(Your goal): Every entry should be copied exactly, with nothing added or dropped.

(Information given):
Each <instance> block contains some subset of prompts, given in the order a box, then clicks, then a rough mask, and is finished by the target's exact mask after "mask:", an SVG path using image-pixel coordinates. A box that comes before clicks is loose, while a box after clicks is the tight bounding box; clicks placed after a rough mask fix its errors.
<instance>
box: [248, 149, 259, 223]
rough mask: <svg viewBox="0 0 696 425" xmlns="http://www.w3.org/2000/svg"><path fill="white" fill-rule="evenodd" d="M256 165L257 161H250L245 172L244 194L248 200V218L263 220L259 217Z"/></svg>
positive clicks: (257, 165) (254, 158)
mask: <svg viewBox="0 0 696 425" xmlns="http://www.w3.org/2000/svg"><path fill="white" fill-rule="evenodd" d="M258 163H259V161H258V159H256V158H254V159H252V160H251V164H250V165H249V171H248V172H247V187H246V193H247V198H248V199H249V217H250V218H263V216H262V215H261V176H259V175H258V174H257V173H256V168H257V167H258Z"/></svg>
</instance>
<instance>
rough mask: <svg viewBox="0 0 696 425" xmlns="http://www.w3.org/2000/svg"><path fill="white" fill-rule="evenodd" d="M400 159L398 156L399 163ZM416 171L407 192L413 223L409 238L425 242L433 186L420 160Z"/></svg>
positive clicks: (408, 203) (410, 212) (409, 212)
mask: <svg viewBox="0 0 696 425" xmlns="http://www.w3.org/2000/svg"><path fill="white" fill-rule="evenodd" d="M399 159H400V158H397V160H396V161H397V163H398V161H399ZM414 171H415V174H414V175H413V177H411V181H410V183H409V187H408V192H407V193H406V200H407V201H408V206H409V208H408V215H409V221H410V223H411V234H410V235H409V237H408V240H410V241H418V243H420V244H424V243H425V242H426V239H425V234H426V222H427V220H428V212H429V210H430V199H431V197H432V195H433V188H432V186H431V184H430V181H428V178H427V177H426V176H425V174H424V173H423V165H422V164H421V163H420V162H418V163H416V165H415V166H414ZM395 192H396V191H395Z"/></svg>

(Solution below):
Each <instance> block contains some subset of prompts, given in the order a box, then clicks, then a rough mask, and is finished by the target's exact mask after "mask:", an SVG path using image-pixel coordinates. A box that comes before clicks is loose, while a box after clicks is the tight bounding box; clicks placed after a rough mask fix its errors.
<instance>
box: [248, 149, 259, 223]
rough mask: <svg viewBox="0 0 696 425" xmlns="http://www.w3.org/2000/svg"><path fill="white" fill-rule="evenodd" d="M256 165L257 161H250L245 172L244 194L248 200V218L263 220L259 217Z"/></svg>
positive clicks: (257, 165) (254, 158)
mask: <svg viewBox="0 0 696 425" xmlns="http://www.w3.org/2000/svg"><path fill="white" fill-rule="evenodd" d="M258 163H259V161H258V159H256V158H254V159H252V160H251V164H250V165H249V171H248V172H247V187H246V193H247V198H248V199H249V217H250V218H263V216H262V215H261V176H259V175H258V174H257V173H256V168H257V167H258Z"/></svg>
</instance>
<instance>
rough mask: <svg viewBox="0 0 696 425" xmlns="http://www.w3.org/2000/svg"><path fill="white" fill-rule="evenodd" d="M400 159L398 156L399 163ZM416 171L407 192L413 223L409 238L425 242L433 186L420 160Z"/></svg>
positive clicks: (408, 203) (410, 212) (409, 212)
mask: <svg viewBox="0 0 696 425" xmlns="http://www.w3.org/2000/svg"><path fill="white" fill-rule="evenodd" d="M399 159H400V158H397V160H396V161H397V163H398V161H399ZM414 171H415V174H414V175H413V177H411V181H410V183H409V187H408V192H407V193H406V200H407V201H408V206H409V208H408V215H409V221H410V223H411V234H410V235H409V237H408V240H410V241H418V243H420V244H424V243H425V242H426V239H425V234H426V222H427V220H428V212H429V210H430V199H431V197H432V195H433V188H432V186H431V184H430V181H428V178H427V177H426V176H425V174H424V173H423V165H422V164H421V163H420V162H418V163H416V165H415V166H414ZM395 192H396V191H395Z"/></svg>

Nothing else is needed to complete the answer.